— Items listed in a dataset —
>>>

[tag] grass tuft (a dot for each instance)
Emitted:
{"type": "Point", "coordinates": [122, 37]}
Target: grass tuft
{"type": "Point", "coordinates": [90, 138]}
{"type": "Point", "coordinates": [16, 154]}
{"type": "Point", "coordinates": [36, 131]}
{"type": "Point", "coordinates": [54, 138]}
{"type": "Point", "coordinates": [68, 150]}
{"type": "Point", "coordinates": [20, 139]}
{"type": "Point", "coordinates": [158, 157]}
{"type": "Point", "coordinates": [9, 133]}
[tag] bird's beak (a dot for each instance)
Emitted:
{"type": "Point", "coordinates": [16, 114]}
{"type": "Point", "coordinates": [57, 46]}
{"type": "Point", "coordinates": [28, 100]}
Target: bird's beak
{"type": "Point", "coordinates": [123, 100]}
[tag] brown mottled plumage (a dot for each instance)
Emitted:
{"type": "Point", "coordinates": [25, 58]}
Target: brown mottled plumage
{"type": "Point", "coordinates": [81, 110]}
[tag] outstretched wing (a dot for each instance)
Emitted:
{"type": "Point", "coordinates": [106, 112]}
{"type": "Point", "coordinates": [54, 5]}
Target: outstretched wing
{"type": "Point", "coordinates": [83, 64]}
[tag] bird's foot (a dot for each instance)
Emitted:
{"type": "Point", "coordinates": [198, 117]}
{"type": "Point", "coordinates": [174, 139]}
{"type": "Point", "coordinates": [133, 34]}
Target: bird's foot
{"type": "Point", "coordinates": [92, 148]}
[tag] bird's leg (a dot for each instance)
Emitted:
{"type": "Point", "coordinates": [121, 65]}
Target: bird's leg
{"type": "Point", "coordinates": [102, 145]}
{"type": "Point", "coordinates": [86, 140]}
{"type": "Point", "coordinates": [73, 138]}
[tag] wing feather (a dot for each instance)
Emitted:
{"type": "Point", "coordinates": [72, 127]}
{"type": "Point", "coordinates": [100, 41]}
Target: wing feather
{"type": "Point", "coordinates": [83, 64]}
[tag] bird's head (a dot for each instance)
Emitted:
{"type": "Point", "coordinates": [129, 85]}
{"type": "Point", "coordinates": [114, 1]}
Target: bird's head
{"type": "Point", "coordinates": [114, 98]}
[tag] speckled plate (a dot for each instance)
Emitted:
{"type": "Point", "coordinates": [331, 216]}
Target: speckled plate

<<<

— ASSIGNED TASK —
Reproduce, exactly, all the lines shown above.

— TASK RESPONSE —
[tag] grass tuft (a dot for each instance)
Emitted:
{"type": "Point", "coordinates": [122, 37]}
Target: grass tuft
{"type": "Point", "coordinates": [90, 138]}
{"type": "Point", "coordinates": [16, 154]}
{"type": "Point", "coordinates": [36, 131]}
{"type": "Point", "coordinates": [54, 138]}
{"type": "Point", "coordinates": [68, 150]}
{"type": "Point", "coordinates": [20, 139]}
{"type": "Point", "coordinates": [158, 157]}
{"type": "Point", "coordinates": [9, 133]}
[tag] bird's beak (a dot for each instance)
Emitted:
{"type": "Point", "coordinates": [16, 114]}
{"type": "Point", "coordinates": [57, 46]}
{"type": "Point", "coordinates": [28, 100]}
Target: bird's beak
{"type": "Point", "coordinates": [123, 100]}
[tag] brown mottled plumage (a dot for each instance)
Emitted:
{"type": "Point", "coordinates": [25, 58]}
Target: brown mottled plumage
{"type": "Point", "coordinates": [81, 110]}
[tag] outstretched wing (a dot for each instance)
Emitted:
{"type": "Point", "coordinates": [106, 112]}
{"type": "Point", "coordinates": [54, 5]}
Target: outstretched wing
{"type": "Point", "coordinates": [83, 64]}
[tag] bird's foot (a dot for each instance)
Emitted:
{"type": "Point", "coordinates": [198, 117]}
{"type": "Point", "coordinates": [174, 139]}
{"type": "Point", "coordinates": [133, 34]}
Target: bird's foot
{"type": "Point", "coordinates": [92, 148]}
[tag] bird's leg (a dot for each instance)
Emitted:
{"type": "Point", "coordinates": [121, 65]}
Target: bird's leg
{"type": "Point", "coordinates": [102, 145]}
{"type": "Point", "coordinates": [86, 140]}
{"type": "Point", "coordinates": [73, 138]}
[tag] wing feather (a dot for each instance)
Emitted:
{"type": "Point", "coordinates": [72, 127]}
{"type": "Point", "coordinates": [100, 41]}
Target: wing feather
{"type": "Point", "coordinates": [83, 64]}
[tag] bird's head (a dot for each instance)
Emitted:
{"type": "Point", "coordinates": [129, 85]}
{"type": "Point", "coordinates": [114, 1]}
Target: bird's head
{"type": "Point", "coordinates": [114, 98]}
[tag] speckled plate (a dot for each instance)
Emitted:
{"type": "Point", "coordinates": [331, 216]}
Target: speckled plate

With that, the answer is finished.